SUPPLIED PASSAGE:
"""
# Notes on PyTorch

Sigmoid is good for outputting a probability, thus use the sigmoid if you want the output of your neural network to be a probability.

`torch.manual_seed(n)`

This will provide us a random number generation to allow our predictions to be generative. So we can generate these predictions again.

`torch.randn(row, col)`

This function above will create a Tensor of normal variables, values randomly distributed according to the normal distribution with a mean of zero and standard deviation of one.

In [12]:
import torch
torch.manual_seed(18)
torch.randn((1, 5))

tensor([[ 0.5941, -0.1271, -0.7287,  0.7212, -0.5660]])

`torch.randn_like`
This creates a random tensor looking at the shape of the input tensor, and created another tensor with a normal distribution.
"""
STATED EXERCISE A:
Reproduce the PyTorch notes in full, word for word.
The PyTorch notes and the entries come from unrelated sources.

ENTRIES PROVIDED:
"""
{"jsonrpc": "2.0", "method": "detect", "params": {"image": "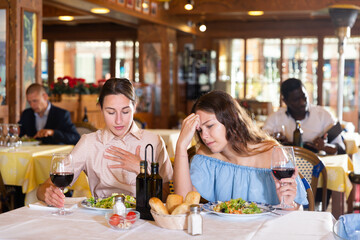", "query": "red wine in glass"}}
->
[50,172,74,189]
[271,146,295,208]
[50,153,74,216]
[272,168,295,180]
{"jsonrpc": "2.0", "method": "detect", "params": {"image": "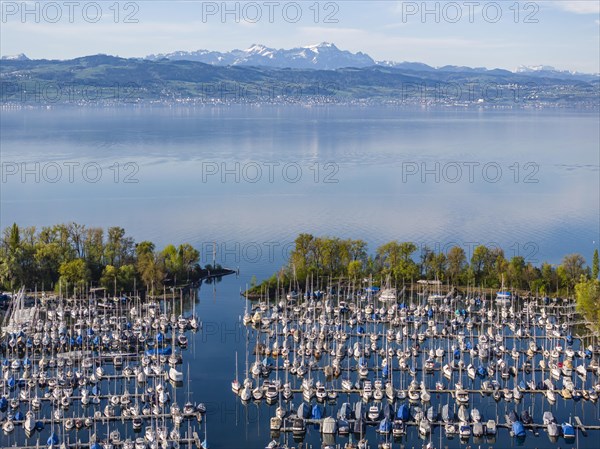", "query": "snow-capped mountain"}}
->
[515,65,598,81]
[0,53,29,61]
[146,42,376,70]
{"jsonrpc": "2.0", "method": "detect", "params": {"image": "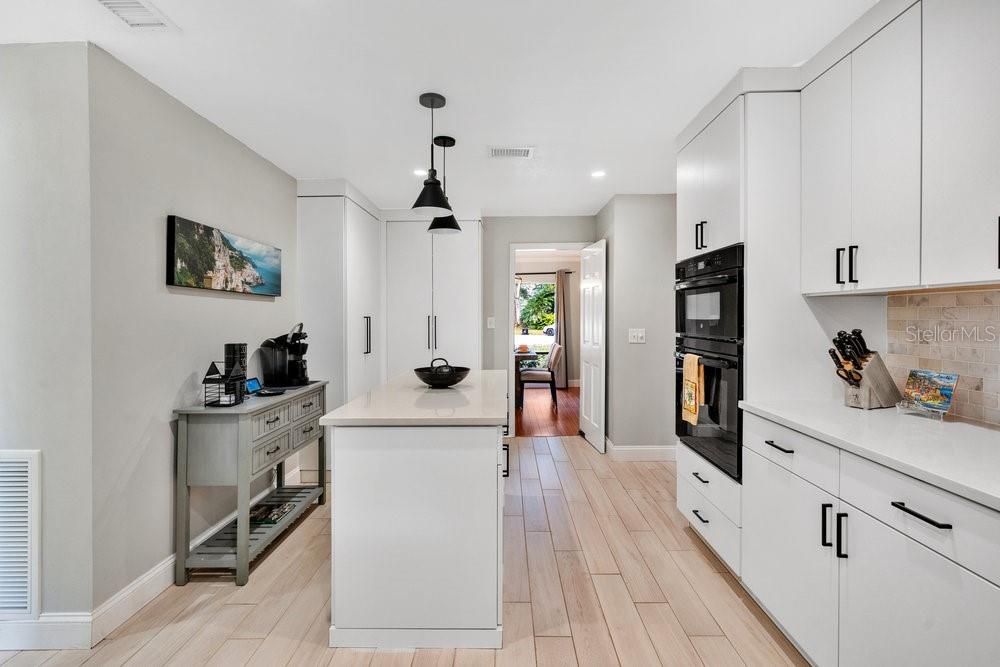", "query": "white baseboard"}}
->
[604,438,677,461]
[87,488,270,648]
[0,613,92,651]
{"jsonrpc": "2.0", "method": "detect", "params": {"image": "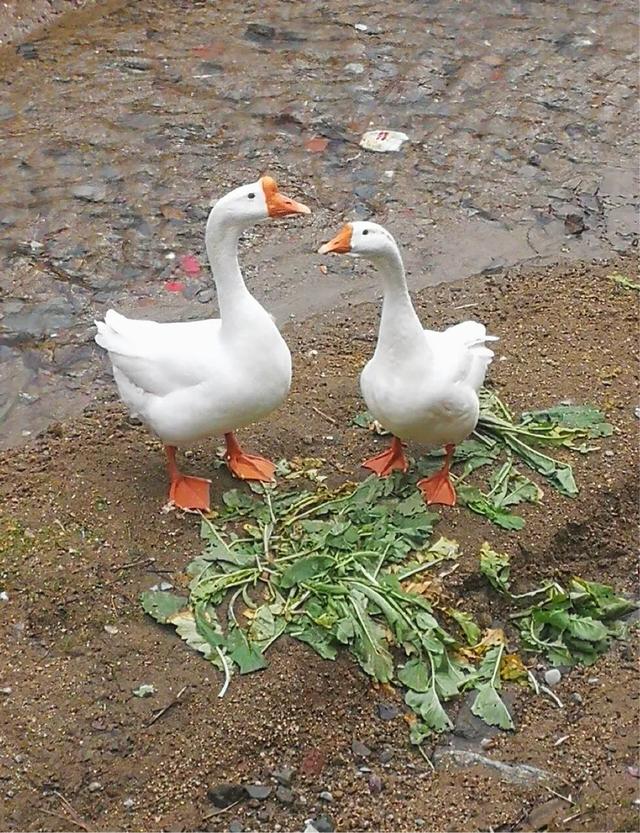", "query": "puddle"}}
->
[0,0,639,446]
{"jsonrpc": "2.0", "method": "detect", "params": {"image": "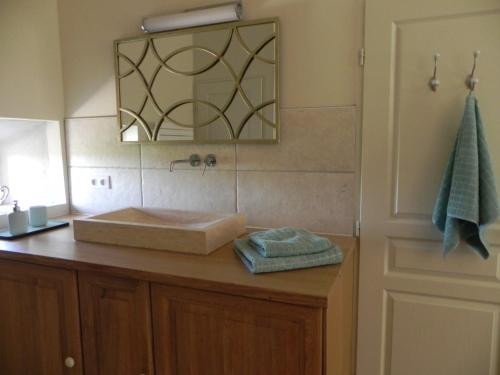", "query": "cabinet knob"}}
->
[64,357,75,368]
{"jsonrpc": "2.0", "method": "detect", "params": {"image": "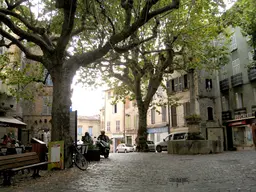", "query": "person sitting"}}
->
[6,140,17,155]
[2,134,11,145]
[98,131,109,142]
[82,132,93,145]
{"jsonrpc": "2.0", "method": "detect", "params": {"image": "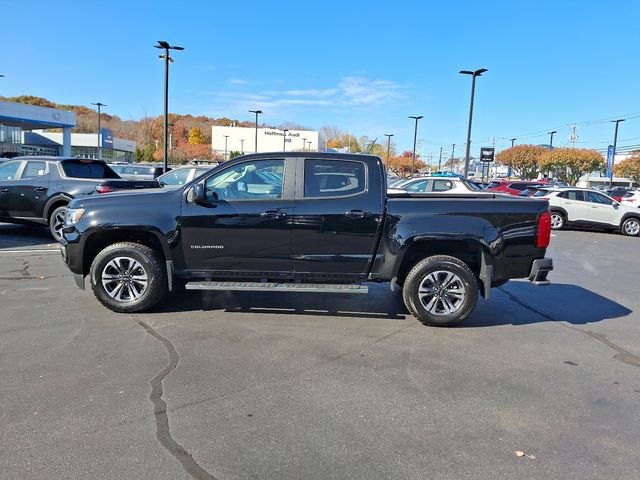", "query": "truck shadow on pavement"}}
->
[154,285,412,320]
[154,281,632,328]
[460,281,633,328]
[0,223,58,248]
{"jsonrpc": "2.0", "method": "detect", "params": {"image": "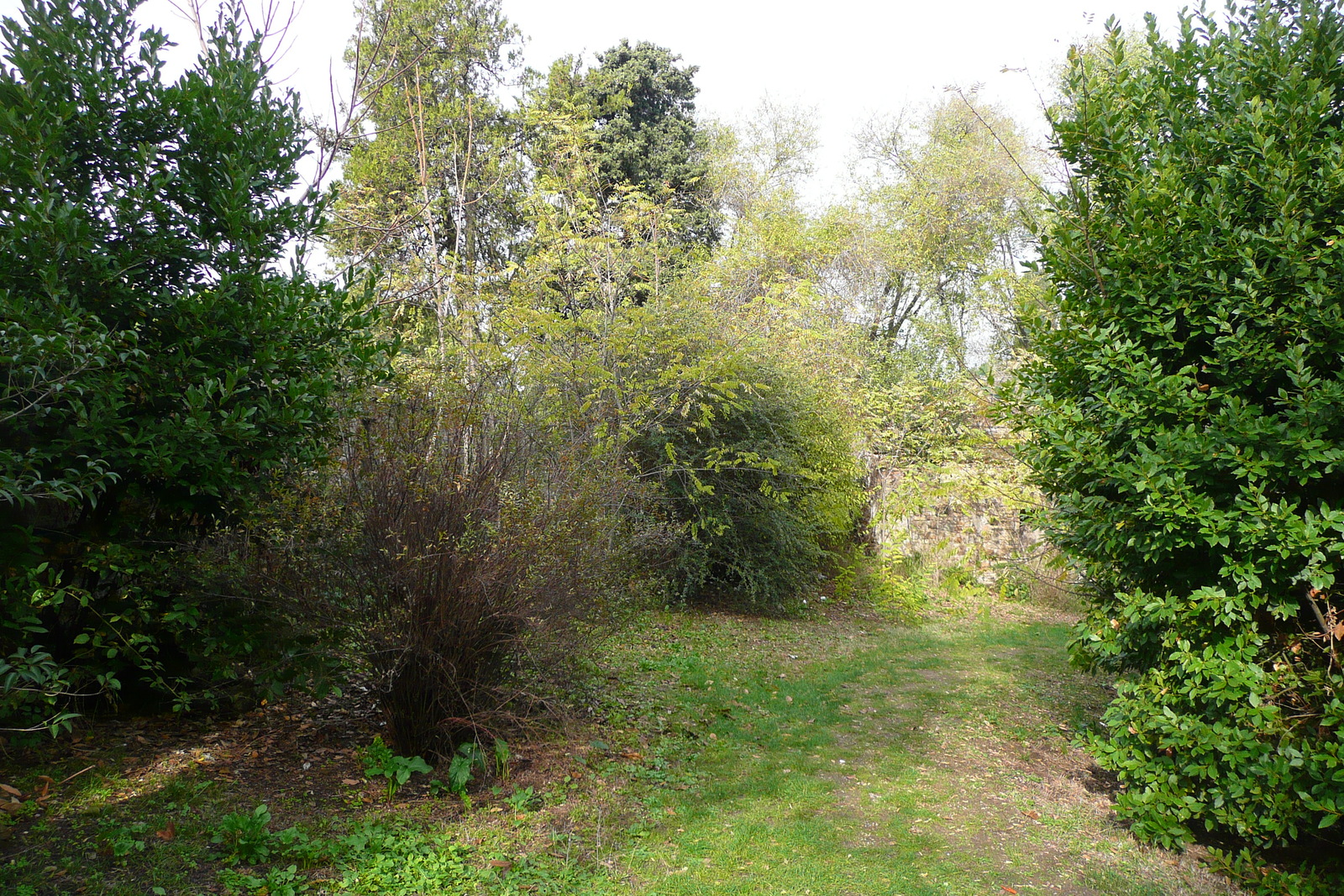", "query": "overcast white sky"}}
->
[0,0,1183,192]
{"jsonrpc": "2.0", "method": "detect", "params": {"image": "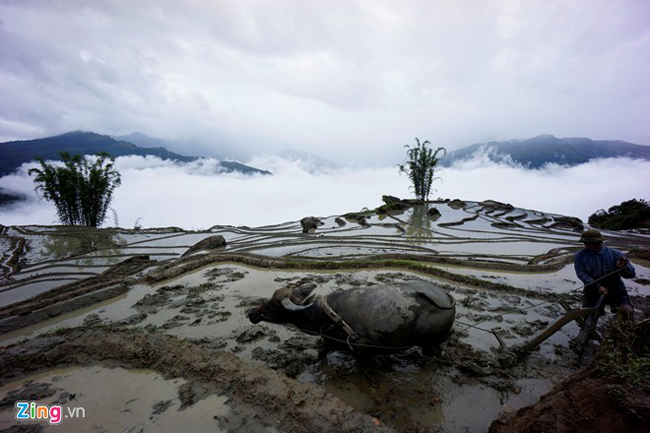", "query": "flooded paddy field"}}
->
[0,198,650,432]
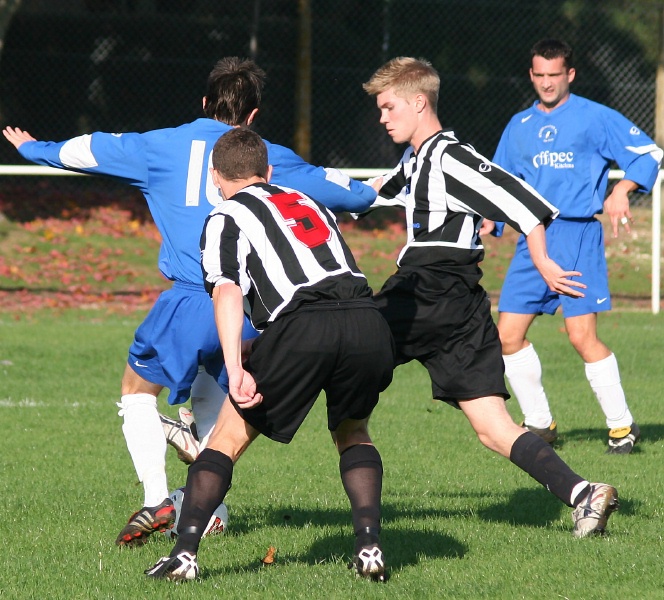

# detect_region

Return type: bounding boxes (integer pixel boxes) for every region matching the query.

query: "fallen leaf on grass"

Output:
[261,546,277,565]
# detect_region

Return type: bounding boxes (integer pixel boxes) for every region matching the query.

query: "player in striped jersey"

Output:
[146,129,394,580]
[3,57,375,546]
[494,39,662,454]
[364,58,618,537]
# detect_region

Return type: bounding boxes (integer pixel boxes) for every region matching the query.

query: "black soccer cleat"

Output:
[144,552,198,581]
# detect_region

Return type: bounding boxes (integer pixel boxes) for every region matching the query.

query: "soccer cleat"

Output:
[178,406,200,441]
[115,498,175,547]
[606,423,641,454]
[144,552,198,581]
[348,544,387,582]
[521,420,558,444]
[572,483,620,538]
[159,414,198,465]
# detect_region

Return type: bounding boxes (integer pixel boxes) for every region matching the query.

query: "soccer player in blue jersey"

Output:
[494,39,662,454]
[3,57,376,546]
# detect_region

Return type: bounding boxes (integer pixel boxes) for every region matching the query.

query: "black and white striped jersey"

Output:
[201,183,371,330]
[371,131,558,266]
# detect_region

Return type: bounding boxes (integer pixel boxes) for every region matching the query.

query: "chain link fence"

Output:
[0,0,664,173]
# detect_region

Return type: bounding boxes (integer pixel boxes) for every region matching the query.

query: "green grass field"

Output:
[0,199,664,600]
[0,311,664,599]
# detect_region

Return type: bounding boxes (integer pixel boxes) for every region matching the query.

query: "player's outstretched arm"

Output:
[2,127,37,150]
[212,283,263,408]
[526,224,586,298]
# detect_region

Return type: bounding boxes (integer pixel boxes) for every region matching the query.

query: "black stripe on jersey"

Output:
[411,144,437,236]
[380,163,406,198]
[323,204,362,275]
[220,215,240,283]
[233,191,309,285]
[247,243,284,329]
[445,144,552,231]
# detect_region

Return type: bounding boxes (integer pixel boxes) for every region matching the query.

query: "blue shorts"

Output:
[498,218,611,318]
[127,282,258,404]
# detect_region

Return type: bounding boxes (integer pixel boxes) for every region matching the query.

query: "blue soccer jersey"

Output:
[494,94,662,318]
[19,118,376,286]
[493,94,662,219]
[19,118,376,404]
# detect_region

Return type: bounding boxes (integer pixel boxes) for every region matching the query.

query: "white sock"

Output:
[503,344,553,429]
[570,481,589,506]
[585,354,634,429]
[117,394,168,506]
[191,370,226,450]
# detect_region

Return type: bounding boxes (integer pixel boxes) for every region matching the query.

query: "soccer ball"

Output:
[164,488,228,540]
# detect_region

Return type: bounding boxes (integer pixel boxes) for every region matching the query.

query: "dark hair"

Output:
[212,128,268,181]
[530,38,574,69]
[205,56,265,125]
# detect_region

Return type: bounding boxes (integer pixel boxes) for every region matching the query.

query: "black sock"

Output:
[339,444,383,552]
[170,448,233,556]
[510,431,585,506]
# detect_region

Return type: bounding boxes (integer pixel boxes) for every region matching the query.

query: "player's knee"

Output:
[116,394,157,417]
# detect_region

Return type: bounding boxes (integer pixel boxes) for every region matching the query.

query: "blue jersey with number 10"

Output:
[19,118,376,286]
[493,94,662,219]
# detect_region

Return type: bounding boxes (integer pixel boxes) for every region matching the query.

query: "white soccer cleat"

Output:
[145,552,198,581]
[349,544,386,581]
[572,483,620,538]
[159,413,199,465]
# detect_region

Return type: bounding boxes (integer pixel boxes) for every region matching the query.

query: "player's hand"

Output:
[2,127,37,150]
[480,219,496,237]
[226,366,263,409]
[604,179,638,237]
[536,258,587,298]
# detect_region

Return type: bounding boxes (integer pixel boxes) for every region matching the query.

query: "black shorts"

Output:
[231,298,394,443]
[375,267,509,406]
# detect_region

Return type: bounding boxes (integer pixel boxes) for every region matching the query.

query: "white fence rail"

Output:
[0,165,664,315]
"""
STATED EXERCISE B:
Locate each line of the entries that contains the string "shorts" with the same capitalization, and copy those lines.

TASK ANSWER A:
# Notes on PyTorch

Sigmoid is good for outputting a probability, thus use the sigmoid if you want the output of your neural network to be a probability.

`torch.manual_seed(n)`

This will provide us a random number generation to allow our predictions to be generative. So we can generate these predictions again.

`torch.randn(row, col)`

This function above will create a Tensor of normal variables, values randomly distributed according to the normal distribution with a mean of zero and standard deviation of one.

In [12]:
import torch
torch.manual_seed(18)
torch.randn((1, 5))

tensor([[ 0.5941, -0.1271, -0.7287,  0.7212, -0.5660]])

`torch.randn_like`
This creates a random tensor looking at the shape of the input tensor, and created another tensor with a normal distribution.

TASK ANSWER B:
query: "blue shorts"
query: "black shorts"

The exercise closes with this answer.